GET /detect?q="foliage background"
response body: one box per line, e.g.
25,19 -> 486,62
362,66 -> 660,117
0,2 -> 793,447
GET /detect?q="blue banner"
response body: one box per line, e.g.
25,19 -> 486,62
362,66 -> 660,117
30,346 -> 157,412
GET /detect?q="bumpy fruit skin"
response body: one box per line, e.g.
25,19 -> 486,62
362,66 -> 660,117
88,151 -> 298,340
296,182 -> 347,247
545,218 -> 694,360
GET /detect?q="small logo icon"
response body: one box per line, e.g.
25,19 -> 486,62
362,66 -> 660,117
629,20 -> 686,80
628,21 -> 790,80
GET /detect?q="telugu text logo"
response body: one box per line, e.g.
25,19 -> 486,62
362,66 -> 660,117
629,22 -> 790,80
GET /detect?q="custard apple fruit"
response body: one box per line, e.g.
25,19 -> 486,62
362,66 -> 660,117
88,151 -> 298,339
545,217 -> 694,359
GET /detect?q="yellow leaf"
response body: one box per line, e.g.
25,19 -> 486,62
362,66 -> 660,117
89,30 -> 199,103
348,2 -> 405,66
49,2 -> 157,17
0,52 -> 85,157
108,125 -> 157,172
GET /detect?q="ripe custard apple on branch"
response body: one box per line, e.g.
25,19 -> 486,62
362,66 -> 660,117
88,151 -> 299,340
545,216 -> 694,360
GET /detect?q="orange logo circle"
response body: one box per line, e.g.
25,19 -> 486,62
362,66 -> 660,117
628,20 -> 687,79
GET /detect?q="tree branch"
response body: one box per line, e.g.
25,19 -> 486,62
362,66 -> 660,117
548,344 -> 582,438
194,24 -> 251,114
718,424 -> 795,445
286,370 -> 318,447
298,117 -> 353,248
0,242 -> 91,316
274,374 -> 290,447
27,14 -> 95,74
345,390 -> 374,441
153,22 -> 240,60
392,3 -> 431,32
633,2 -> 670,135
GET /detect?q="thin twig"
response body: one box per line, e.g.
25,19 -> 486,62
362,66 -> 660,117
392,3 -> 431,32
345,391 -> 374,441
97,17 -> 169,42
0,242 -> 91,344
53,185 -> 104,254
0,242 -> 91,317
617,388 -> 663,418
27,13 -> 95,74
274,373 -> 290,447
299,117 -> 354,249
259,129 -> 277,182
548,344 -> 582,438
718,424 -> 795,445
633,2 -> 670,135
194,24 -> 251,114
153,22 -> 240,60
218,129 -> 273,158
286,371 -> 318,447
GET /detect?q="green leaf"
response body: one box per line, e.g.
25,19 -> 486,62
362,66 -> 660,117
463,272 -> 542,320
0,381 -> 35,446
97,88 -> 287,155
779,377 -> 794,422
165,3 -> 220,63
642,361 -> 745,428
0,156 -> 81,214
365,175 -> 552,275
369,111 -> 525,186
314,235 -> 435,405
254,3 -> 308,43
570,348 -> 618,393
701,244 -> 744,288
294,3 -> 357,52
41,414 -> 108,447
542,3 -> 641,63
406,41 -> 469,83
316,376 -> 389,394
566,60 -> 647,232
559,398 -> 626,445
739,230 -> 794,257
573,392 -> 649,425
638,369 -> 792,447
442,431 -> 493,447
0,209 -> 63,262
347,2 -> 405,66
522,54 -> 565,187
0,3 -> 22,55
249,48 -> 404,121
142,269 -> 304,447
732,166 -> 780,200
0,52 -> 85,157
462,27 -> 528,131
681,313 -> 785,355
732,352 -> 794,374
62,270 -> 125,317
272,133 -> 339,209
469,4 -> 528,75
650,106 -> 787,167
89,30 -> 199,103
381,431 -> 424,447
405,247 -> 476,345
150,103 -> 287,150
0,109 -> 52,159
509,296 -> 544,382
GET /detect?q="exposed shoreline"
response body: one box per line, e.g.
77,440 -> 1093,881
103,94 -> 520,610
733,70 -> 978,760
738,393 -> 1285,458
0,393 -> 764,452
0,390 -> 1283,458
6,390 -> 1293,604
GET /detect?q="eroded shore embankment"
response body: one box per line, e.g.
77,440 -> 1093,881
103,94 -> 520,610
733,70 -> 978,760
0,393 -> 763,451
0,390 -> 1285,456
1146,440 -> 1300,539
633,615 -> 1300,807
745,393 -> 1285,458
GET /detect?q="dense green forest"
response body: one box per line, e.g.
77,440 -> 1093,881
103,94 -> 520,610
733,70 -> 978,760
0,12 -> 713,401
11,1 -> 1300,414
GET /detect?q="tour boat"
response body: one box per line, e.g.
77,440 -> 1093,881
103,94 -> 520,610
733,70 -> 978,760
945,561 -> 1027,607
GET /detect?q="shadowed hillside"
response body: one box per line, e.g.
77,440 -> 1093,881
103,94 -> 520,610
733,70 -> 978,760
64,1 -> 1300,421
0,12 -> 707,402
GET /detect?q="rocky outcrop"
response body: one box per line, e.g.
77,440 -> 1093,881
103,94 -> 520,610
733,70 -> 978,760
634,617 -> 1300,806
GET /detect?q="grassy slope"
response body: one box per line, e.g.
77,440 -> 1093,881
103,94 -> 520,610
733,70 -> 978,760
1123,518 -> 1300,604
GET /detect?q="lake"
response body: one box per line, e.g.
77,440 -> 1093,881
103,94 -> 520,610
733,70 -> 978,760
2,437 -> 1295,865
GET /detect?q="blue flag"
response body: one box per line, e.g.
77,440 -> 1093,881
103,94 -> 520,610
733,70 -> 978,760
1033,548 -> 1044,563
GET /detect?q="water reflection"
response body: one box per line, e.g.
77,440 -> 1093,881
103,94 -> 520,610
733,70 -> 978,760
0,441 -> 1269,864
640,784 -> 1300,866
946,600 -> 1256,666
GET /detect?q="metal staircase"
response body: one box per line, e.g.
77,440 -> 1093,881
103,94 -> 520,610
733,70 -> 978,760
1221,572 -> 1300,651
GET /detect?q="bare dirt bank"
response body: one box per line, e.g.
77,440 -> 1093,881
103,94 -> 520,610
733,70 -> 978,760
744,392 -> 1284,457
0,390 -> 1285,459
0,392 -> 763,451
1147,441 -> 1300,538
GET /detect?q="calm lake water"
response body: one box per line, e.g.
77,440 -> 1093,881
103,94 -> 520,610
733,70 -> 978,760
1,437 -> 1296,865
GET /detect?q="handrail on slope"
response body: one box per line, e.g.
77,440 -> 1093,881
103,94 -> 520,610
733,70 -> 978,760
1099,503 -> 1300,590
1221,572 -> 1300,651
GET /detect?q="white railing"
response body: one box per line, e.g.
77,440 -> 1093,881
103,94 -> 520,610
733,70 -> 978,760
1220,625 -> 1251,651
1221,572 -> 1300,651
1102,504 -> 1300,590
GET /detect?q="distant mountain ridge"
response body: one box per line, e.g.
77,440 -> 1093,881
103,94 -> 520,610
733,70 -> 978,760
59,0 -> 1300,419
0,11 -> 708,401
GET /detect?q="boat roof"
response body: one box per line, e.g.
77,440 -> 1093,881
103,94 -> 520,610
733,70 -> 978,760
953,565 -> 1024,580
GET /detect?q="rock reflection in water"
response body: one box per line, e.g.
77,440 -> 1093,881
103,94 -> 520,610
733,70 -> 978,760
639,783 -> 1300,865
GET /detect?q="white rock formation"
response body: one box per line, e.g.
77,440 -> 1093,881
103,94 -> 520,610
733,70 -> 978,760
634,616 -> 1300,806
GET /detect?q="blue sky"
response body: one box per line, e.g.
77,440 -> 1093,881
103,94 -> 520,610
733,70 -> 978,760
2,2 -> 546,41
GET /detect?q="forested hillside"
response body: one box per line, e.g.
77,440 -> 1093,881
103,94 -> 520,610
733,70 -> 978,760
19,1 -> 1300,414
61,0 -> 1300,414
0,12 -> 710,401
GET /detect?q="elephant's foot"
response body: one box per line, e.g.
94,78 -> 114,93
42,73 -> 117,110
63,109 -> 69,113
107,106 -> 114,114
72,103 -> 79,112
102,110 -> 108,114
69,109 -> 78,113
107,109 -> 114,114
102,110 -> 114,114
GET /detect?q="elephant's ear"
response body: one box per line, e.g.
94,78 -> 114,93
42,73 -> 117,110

_ _ _ _

What is required:
Across all lines of the data above, count those that contain the word "water", giving the number without further comment.

Output of the task:
3